• **Excerpt**
--------------------------------

Mr. Karaba most recently served as President of Commercial Banking with UMB Financial Corporation and has more than 28 years of experience in the banking industry, including with UMB Financial Corporation's business banking division since 2013. Mr. Karaba has a bachelor’s degree in business from the University of Puget Sound and a graduate degree in banking and bank leadership from Pacific Coast Graduate School of Banking. Mr. Karaba will report directly to C. Malcolm Holland, III, who will remain Chief Executive Officer and Chairman of the Board of the Bank as well as President, Chief Executive Officer and Chairman of the Company.
There are no familial relationships among Mr. Karaba and any director or executive officer of the Bank or the Company. Additionally, Mr. Karaba has not engaged in any transaction with the Bank or the Company that would be reportable as a related party transaction under Item 404(a) of Regulation S-K.
In connection with Mr. Karaba’s appointment, the Bank provided an offer letter to Mr. Karaba that provides for an annual base salary of $625,000 and, in lieu of relocation and other expenses related to Mr. Karaba’s relocation to Dallas, Texas, a signing bonus of $500,000 (subject to certain clawback provisions if Mr. Karaba is terminated by the Bank for cause or resigns without good reason prior to the one-year anniversary of his start date). Mr. Karaba will be eligible to participate in the general benefit and compensation plans of the Bank and the Company, including the Company’s long-term equity incentive plan. For 2024, Mr. Karaba will have a target annual bonus opportunity equal to 80% of base salary and will be eligible to receive an annual equity award with a target value equal to 75% of base salary, to be granted 50% in time-based restricted stock units (“RSUs”) and 50% in performance-based restricted stock units. Promptly after his start date, the Company expects to grant Mr. Karaba 20,000 RSUs (“Sign-on RSUs”), which will be settled in shares of common stock of the Company upon vesting. The Sign-on RSUs will be granted pursuant to terms and conditions set forth in the Company’s form award agreement and will have a three-year cliff vesting schedule.

--------------------------------

• **What is asked**
**a)** According to the Karaba appointment excerpt, what annual base salary does the offer letter provide?
**b)** Please state whether each statement agrees with the Karaba appointment excerpt, and quote the deciding words: (i) Mr. Karaba holds a bachelor's degree from the University of Puget Sound. (ii) The Sign-on RSUs will vest on a five-year schedule. (iii) Mr. Karaba will report directly to C. Malcolm Holland, III.
**c)** Write what follows the last sentence of the Karaba appointment excerpt.

--------------------------------

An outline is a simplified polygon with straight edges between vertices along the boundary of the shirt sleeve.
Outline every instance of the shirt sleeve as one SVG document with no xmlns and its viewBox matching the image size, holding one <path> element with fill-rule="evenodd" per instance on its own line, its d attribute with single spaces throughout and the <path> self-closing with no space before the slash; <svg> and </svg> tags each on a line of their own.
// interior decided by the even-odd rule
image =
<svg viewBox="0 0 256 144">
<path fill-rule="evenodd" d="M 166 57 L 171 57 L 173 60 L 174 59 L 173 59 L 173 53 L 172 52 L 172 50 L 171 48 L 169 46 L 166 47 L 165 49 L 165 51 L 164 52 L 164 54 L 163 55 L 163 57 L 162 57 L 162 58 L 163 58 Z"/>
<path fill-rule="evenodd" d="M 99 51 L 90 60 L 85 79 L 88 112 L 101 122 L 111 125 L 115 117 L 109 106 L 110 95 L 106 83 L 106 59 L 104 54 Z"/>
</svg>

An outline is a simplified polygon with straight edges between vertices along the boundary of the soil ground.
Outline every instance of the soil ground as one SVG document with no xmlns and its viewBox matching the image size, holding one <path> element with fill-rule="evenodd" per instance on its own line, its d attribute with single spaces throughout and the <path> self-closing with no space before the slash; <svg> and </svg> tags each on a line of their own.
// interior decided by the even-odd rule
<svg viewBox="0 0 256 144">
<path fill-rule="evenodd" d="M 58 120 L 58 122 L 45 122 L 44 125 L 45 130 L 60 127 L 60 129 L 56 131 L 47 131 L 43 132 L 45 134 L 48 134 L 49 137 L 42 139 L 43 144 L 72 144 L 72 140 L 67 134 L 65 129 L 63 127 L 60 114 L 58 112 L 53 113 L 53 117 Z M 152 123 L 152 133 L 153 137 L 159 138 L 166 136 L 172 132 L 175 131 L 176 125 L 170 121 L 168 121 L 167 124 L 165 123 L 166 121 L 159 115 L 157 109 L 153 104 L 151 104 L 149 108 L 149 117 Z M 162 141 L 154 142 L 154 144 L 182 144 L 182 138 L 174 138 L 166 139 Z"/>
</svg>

--------------------------------

• **Results of the tasks**
**a)** $625,000

**b)**
(i) Yes: "Mr. Karaba has a bachelor’s degree in business from the University of Puget Sound"
(ii) No: "will have a three-year cliff vesting schedule"
(iii) Yes: "Mr. Karaba will report directly to C. Malcolm Holland, III"

**c)**
On or about Mr. Karaba’s start date, the Bank and the Company expect to enter into an employment agreement with Mr. Karaba (the “Employment Agreement”) memorializing the terms set forth in Mr. Karaba’s offer letter and providing for certain severance entitlements and restrictive covenants as described below.
Pursuant to the Employment Agreement, if Mr. Karaba’s employment is terminated by the Company without cause or by him for good reason (such a termination, an “involuntary termination”), prior to or more than 24 months after a change of control, Mr. Karaba will be entitled to receive the following severance payments and benefits, subject to execution and non-revocation of a release of claims: (i) an amount equal to 12 months of Mr. Karaba’s base salary plus a cash payment equal to one times the average annual cash incentive bonus paid to Mr. Karaba for the two full calendar years immediately preceding the date of his involuntary termination; (ii) an annual cash incentive bonus payment for the year in which the involuntary termination occurs, subject to achievement of the applicable performance criteria relating to payment of such bonus, pro-rated based on the number of days Mr. Karaba was employed during the performance year; and (iii) a cash payment equal to 12 months of the Consolidated Omnibus Budget Reconciliation Act (“COBRA”) premium in effect at the time of Mr. Karaba’s involuntary termination.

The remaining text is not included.